This is exactly opposite from my experience.
On an unrelated note, in the Book thread fols say that Fangraphs takes longer for them to load than bbref. I have the opposite problem. I use an old second iBook as my main computer and it takes forever for bbref's pages to load unless I go to their mobile site.
This is more like it. Occasionally, I'll get a script for an ad that will take forever to load. This happens both at work and at home. Honestly, I'm very close to the point of using fangraphs as the go-to site for stats because of it, even though I think bbref is easier to read and usually has more of the type of stats I'm looking for.
   43. DJS and the Infinite Sadness Posted: September 17, 2012 at 03:31 PM (#4238208)
Szym is at ESPN. Dunno if they let their guys write elsewhere.

Technically speaking, I'm not exclusive, but ESPN gets first dibs on my time and energy. So in the end, it comes out as being mostly exclusive, I enjoy working for ESPN and they let me get my fingers in all sorts of pies.
   44. Der-K and the statistical werewolves. Posted: September 17, 2012 at 03:34 PM (#4238218)
(puts DKDC on his list, underlines the name)
***
Which site is faster depends on the machine I'm on / browser I use. Just tried in IE through my employer - b-ref won, 8 sec to 13.
   45. geonose Posted: September 17, 2012 at 04:12 PM (#4238281)
Yes. Anything with Dave Cameron's name on it is a total boner-killer for me.

Agreed. And I like FanGraphs. It's gotten so I just skip anything with Cameron's byline. I find the dogmatic, holier-than-thou, narcissistic air of superiority tiresome and aggravating.
   46. Danny Posted: September 17, 2012 at 04:32 PM (#4238308)
I'd just like to point out that if Tango were in this thread, he'd be screaming "summary opinion with no evidence" in response to a lot of these comments.

Good lord. That only reinforces my opinion that Tango is more insufferable than MGL ever was.
   47. Joe Kehoskie Posted: September 17, 2012 at 04:32 PM (#4238309)
It's gotten so I just skip anything with Cameron's byline. I find the dogmatic, holier-than-thou, narcissistic air of superiority tiresome and aggravating.

Ahh, how far saber has come. It seems like only yesterday that these were the absolutely essential traits for writing on any saber-related site.
   48. Harveys Wallbangers Posted: September 17, 2012 at 04:48 PM (#4238322)
seems like a lively discussion to me

i like both sites.

my only quibble with tango is the statement that because the site is free the writer is free of any obligation to use good grammar. that's silly. if you are communicating you should work to communicate effectively. poor grammar can and often does confuse the message. and that leads to misunderstandings. which could have been avoided via good grammar

this post is free so i am allowed to write, 'ryan braun good player he is'?

no.

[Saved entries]
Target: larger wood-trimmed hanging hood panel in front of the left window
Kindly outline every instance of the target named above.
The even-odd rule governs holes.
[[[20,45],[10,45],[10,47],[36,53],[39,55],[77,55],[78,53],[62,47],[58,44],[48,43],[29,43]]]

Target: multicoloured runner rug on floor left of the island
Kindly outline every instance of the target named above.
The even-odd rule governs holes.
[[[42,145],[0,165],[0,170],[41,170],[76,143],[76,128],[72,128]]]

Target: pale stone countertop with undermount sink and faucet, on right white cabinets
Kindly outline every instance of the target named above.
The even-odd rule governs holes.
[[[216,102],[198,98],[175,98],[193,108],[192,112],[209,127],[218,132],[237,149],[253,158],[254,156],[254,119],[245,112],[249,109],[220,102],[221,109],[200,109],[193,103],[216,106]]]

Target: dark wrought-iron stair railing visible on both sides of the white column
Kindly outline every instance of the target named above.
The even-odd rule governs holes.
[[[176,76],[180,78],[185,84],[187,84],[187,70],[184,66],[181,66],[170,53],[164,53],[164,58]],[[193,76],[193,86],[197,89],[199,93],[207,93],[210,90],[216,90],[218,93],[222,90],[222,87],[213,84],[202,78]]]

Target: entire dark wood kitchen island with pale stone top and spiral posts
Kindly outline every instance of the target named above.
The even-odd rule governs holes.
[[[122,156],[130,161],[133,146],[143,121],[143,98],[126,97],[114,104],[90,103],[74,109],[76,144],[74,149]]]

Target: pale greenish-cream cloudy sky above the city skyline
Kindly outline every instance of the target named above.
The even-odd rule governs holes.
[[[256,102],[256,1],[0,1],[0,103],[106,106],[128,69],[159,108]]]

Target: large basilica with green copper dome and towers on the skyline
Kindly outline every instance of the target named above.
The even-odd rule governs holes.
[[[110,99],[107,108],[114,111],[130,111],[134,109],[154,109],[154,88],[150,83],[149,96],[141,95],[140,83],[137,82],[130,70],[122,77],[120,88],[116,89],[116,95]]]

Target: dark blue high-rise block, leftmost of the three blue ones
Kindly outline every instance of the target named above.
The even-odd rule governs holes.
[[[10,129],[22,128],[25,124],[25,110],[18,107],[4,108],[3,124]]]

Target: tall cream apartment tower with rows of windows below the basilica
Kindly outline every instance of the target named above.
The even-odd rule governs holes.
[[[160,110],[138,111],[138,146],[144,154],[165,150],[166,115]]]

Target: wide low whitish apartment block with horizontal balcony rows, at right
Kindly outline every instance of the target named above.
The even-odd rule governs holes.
--
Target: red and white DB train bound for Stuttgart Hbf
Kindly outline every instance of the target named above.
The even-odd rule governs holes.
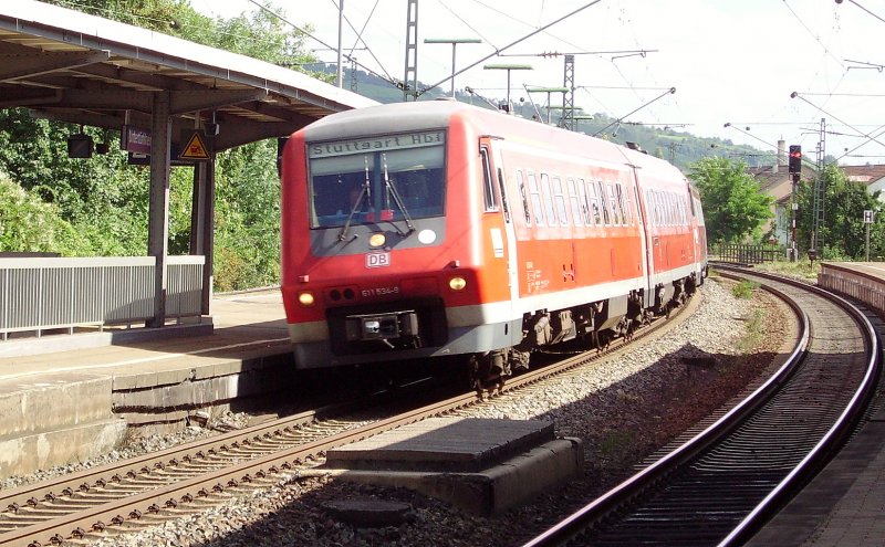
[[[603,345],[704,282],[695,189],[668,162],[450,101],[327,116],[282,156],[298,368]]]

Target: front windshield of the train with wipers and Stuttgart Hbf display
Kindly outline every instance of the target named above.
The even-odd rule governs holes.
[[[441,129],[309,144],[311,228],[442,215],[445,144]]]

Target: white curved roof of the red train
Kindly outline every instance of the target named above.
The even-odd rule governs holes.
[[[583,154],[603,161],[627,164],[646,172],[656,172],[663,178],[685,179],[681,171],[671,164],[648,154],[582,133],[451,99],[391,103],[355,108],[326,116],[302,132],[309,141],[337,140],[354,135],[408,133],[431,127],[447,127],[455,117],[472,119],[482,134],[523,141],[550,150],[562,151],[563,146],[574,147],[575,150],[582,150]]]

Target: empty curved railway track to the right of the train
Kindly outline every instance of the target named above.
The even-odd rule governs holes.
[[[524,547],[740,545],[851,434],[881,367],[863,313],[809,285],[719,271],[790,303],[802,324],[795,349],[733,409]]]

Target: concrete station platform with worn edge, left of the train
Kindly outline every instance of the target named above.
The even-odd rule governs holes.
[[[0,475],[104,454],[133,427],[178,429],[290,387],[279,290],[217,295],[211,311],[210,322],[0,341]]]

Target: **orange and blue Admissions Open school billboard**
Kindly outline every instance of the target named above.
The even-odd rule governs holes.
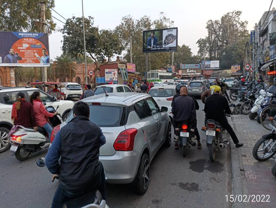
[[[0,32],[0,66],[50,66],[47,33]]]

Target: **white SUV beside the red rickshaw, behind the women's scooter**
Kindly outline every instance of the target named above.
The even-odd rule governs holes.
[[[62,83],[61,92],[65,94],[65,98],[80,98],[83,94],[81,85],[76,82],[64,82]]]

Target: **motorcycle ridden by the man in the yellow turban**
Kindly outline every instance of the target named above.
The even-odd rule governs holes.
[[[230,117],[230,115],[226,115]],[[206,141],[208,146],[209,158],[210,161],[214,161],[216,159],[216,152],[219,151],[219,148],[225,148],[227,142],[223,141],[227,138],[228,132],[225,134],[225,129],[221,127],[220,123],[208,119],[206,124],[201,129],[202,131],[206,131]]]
...
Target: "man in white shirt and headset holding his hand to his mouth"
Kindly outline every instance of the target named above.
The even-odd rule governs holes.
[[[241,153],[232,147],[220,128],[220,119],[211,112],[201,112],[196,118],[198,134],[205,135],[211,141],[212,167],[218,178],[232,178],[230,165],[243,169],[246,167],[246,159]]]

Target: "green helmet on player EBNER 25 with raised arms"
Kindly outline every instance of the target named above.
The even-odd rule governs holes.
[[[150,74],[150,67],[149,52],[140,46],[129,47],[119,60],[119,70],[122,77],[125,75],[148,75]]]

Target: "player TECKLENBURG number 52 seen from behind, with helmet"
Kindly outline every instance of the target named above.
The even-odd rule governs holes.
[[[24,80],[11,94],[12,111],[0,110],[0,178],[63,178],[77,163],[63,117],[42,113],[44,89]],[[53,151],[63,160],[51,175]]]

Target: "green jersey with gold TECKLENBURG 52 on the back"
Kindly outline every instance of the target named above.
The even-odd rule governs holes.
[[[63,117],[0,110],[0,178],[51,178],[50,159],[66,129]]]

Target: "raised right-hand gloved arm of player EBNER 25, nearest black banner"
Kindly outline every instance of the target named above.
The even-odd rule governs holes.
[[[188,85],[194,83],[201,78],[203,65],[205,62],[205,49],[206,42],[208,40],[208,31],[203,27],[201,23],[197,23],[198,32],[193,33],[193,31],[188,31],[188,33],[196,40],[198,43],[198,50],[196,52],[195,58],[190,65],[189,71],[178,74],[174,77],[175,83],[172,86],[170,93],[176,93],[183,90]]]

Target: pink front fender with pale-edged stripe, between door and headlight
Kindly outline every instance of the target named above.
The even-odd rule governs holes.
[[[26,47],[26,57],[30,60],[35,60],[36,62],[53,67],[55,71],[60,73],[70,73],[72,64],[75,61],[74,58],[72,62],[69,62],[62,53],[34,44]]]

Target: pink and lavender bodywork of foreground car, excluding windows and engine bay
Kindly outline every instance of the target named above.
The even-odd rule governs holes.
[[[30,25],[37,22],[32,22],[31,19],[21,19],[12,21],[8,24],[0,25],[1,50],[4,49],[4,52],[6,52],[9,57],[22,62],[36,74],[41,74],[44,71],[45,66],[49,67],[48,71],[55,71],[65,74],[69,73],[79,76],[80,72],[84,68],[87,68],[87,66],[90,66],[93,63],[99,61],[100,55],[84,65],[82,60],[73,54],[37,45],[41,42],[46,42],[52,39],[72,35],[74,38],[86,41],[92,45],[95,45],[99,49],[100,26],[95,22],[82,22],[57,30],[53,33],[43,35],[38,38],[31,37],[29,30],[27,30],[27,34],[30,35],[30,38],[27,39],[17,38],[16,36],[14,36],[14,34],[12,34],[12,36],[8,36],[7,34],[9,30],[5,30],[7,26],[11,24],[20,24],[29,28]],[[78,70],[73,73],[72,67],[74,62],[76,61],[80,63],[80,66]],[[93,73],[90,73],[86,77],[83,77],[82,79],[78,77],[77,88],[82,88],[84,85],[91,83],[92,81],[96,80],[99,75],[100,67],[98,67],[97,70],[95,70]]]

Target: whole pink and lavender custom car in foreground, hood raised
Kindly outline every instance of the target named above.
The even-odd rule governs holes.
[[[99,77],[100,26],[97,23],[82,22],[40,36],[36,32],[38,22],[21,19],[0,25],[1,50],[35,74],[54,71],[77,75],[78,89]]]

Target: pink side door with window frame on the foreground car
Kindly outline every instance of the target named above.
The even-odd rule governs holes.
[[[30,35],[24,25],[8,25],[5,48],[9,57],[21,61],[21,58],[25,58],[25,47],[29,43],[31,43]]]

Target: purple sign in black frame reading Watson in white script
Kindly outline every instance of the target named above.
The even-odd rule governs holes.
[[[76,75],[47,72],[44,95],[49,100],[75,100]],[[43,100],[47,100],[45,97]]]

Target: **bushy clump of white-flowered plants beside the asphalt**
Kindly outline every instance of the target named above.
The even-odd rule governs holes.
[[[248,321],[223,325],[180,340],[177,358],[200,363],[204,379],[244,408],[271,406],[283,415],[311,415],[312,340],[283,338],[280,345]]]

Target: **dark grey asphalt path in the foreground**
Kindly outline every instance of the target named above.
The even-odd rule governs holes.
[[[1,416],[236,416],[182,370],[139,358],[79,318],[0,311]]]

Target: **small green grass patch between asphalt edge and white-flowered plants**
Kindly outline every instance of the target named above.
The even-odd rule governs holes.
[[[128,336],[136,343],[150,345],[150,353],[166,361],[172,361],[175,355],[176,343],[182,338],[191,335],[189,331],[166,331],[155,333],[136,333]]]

- _What you need to do_:
- a) Please write out the passage of the forum thread starting with "Szym is at ESPN." and going on through "04:12 PM (#4238281)", word for word.
- b) Translate this sentence from the forum thread into Spanish: "Occasionally, I'll get a script for an ad that will take forever to load."

- _Exercise solutions_:
- a)
Szym is at ESPN. Dunno if they let their guys write elsewhere.

Technically speaking, I'm not exclusive, but ESPN gets first dibs on my time and energy. So in the end, it comes out as being mostly exclusive, I enjoy working for ESPN and they let me get my fingers in all sorts of pies.
   44. Der-K and the statistical werewolves. Posted: September 17, 2012 at 03:34 PM (#4238218)
(puts DKDC on his list, underlines the name)
***
Which site is faster depends on the machine I'm on / browser I use. Just tried in IE through my employer - b-ref won, 8 sec to 13.
   45. geonose Posted: September 17, 2012 at 04:12 PM (#4238281)

- b) De vez en cuando, me sale un script de un anuncio que tarda una eternidad en cargar.